- [Short task 1]: Reproduce a passage from the forum thread below about riding a fixed-gear bike, starting with "# Not getting" and going on through "definitely can't track-stand!!".

- [Supplied text]:
'''

# Not getting on with fixed.



## wheresthetorch (8 Mar 2016)

So, I've been riding my new Mango 'fixed' for a few days, but decided I don't like it. 

I couldn't get my toes in the straps properly with the pedals going round all the time, and every time I stopped at, for example, a junction, the pedals were in the wrong place for setting off. And I definitely can't track-stand!! 

I expect I'll be told I should MTFU, but it took the enjoyment out of the bike for me, so we're back on freewheel.


----------



## fossyant (8 Mar 2016)

Get SPDs.


----------



## wheresthetorch (8 Mar 2016)

fossyant said:


> Get SPDs.



I have clipless on my road bike, but this is my 'grab and go' bike, so I want to be wearing any old shoes or boots.


----------



## PhilDawson8270 (8 Mar 2016)

wheresthetorch said:


> I have clipless on my road bike, but this is my 'grab and go' bike, so I want to be wearing any old shoes or boots.



Don't use the toe straps? Decent set of flats then.


----------



## fossyant (8 Mar 2016)

A few days isn't long, but if you want grab and go, ditch fixed and the straps then. I've been riding fixed for 7 years.


----------



## raleighnut (8 Mar 2016)

You'll be fitting gears next.


----------



## Ian H (8 Mar 2016)

If you want to enjoy fixed you have to be prepared to persevere. Pedals suitable for easy pick-up help (rat-traps or quills with a tab on the back). Moving the cranks at a standstill is usually by applying the front brake and pushing the bars to lift the rear wheel.


----------



## Dave Davenport (8 Mar 2016)

As others have said, it takes a while to get comfortable with fixed (especially going down steep hills!), give it at least a few weeks.
As Adrian suggested, some M424's might be a good idea, me and Mrs D run them on our tourers so as we don't have to wear SPD shoes if popping to the shops (ok pub) when away, you can pick them up for 20 quid (Decathlon plus others) at the moment.


----------



## dave r (8 Mar 2016)

'''

- [Short task 2]: Collect every line of the rows below that contains the word "reflection", and copy each one out in full.

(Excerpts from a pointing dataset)

'''

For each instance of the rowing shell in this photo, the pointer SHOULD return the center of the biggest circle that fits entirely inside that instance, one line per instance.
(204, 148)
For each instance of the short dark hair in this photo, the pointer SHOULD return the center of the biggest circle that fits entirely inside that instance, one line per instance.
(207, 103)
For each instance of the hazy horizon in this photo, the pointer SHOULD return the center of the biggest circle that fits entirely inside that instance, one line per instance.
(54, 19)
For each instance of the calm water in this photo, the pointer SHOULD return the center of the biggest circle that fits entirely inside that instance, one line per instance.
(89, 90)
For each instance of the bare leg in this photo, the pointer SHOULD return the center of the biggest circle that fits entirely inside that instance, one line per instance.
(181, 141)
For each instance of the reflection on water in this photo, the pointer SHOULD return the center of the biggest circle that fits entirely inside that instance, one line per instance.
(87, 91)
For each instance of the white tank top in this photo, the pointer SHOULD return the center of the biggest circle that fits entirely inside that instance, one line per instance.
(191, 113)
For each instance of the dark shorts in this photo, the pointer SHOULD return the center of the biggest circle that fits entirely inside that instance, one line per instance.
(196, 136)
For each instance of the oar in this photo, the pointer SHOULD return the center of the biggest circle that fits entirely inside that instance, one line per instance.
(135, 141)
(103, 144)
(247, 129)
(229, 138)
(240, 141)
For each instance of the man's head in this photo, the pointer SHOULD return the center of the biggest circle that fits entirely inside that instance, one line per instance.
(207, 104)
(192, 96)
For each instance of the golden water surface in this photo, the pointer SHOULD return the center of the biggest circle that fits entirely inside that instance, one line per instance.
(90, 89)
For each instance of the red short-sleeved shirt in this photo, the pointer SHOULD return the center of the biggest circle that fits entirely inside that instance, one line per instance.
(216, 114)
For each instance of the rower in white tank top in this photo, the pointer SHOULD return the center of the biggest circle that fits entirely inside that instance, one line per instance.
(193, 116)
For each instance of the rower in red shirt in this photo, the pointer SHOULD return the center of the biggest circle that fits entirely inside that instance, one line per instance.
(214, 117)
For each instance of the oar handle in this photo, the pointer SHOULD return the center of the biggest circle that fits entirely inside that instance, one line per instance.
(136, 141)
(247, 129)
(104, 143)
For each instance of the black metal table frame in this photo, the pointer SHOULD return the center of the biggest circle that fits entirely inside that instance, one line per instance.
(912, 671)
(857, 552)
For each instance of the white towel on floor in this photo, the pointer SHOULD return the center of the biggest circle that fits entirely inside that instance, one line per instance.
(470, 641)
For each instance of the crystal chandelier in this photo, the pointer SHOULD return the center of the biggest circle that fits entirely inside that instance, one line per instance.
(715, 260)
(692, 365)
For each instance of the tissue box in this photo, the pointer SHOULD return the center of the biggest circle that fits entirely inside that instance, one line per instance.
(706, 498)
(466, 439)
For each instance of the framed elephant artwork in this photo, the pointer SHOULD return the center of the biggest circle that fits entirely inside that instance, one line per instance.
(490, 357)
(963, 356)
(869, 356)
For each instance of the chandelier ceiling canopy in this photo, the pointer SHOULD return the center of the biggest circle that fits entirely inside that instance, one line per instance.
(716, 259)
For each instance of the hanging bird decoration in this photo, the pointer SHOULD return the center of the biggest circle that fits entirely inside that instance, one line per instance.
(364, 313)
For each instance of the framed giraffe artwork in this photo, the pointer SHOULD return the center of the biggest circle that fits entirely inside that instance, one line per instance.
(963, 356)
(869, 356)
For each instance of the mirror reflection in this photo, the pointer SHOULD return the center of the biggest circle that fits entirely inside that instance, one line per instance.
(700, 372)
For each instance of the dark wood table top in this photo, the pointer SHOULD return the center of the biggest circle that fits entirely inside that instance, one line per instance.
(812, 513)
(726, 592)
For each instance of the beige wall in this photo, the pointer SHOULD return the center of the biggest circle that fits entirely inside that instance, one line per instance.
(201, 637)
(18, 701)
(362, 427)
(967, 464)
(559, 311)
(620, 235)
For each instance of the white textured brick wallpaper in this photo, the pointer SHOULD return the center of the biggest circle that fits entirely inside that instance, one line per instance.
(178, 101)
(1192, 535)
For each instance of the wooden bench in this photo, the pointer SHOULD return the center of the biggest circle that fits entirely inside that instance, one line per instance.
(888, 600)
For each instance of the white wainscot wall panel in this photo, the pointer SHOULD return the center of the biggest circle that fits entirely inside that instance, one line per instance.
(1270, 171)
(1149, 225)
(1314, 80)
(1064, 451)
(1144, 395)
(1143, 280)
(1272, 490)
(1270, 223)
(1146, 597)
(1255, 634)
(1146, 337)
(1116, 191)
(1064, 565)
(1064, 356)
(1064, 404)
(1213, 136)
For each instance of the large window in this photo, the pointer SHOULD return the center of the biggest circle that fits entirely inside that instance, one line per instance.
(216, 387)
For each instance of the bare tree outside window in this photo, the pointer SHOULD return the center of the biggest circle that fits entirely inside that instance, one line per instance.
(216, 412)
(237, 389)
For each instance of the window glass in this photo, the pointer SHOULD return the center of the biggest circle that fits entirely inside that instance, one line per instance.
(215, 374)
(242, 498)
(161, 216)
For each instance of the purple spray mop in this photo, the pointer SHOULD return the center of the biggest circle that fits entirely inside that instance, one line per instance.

'''

- [Worked solution 1]:
# Not getting on with fixed.



## wheresthetorch (8 Mar 2016)

So, I've been riding my new Mango 'fixed' for a few days, but decided I don't like it. 

I couldn't get my toes in the straps properly with the pedals going round all the time, and every time I stopped at, for example, a junction, the pedals were in the wrong place for setting off. And I definitely can't track-stand!!

- [Worked solution 2]:
For each instance of the reflection on water in this photo, the pointer SHOULD return the center of the biggest circle that fits entirely inside that instance, one line per instance.
For each instance of the mirror reflection in this photo, the pointer SHOULD return the center of the biggest circle that fits entirely inside that instance, one line per instance.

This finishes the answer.